EXERCISE INSTRUCTIONS:
Output the full listing exactly.
━━━ DATA EXTRACT ━━━
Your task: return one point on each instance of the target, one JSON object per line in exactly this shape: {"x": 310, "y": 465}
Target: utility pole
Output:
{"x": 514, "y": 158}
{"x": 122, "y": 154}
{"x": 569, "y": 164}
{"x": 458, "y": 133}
━━━
RESULT OF THIS EXERCISE:
Your task: return one point on each instance of the target, one JSON object per line in exactly this shape: {"x": 310, "y": 465}
Target: utility pole
Output:
{"x": 514, "y": 158}
{"x": 122, "y": 154}
{"x": 569, "y": 164}
{"x": 458, "y": 133}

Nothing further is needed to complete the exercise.